GOAL - Reproduce the Greenheat fuel thread between "Is it expensive?" and "cous emergency rations.", inclusive, switching "pannier" to "saddlebag".

# New alternative Trangia fuel 'Greenheat'



## Brock (27 Apr 2008)

I've not come across this Greenheat stuff before, and not sure how good it is, but I'm thinking one could possibly be worth carrying as a backup for times when meths is scarce. Anyone tried them?

Rather unenlightening website for the company here:www.greenheat.co.za


----------



## vernon (27 Apr 2008)

Brock said:


> I've not come across this Greenheat stuff before, and not sure how good it is, but I'm thinking one could possibly be worth carrying as a backup for times when meths is scarce. Anyone tried them?
> 
> Rather unenlightening website for the company here:www.greenheat.co.za



It's an expensive way of carrying a spare bottle of meths 

I've not had any problems getting my hands on meths in the UK or in France. If I really desperate for a meths supply, I'd buy a bottle of rum and drink the surplus.....


----------



## Brock (27 Apr 2008)

Is it expensive? 3.99 for two tins, 2 hours burn time each.. Pretty sure I've been ripped off more for meths than that before. I've ordered some anyway, I'll throw one in the bottom of a pannier along with the cous cous emergency rations.
I think I'd feel safer using that to cook in the tent porch when rained in too, less chance of flaming spillage catastrophes I guess.

I do like the rum idea though, will keep that in mind.


----------



## Brains (28 Apr 2008)

Used Greenheat before, very good, has the advantage that you can move the flame up and down to a degree.

Also sooting is less that using (watered down) meths

Now a days I use meths or greenheat as the backup to my Trangia. Most of the time I use gas as the main source of power


----------



## Stick on a Giant (29 Apr 2008)

SOURCE MATERIAL -
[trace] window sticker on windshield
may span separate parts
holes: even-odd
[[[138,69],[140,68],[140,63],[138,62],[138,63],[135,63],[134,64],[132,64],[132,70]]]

OUTPUT BELOW -
Is it expensive? 3.99 for two tins, 2 hours burn time each.. Pretty sure I've been ripped off more for meths than that before. I've ordered some anyway, I'll throw one in the bottom of a saddlebag along with the cous cous emergency rations.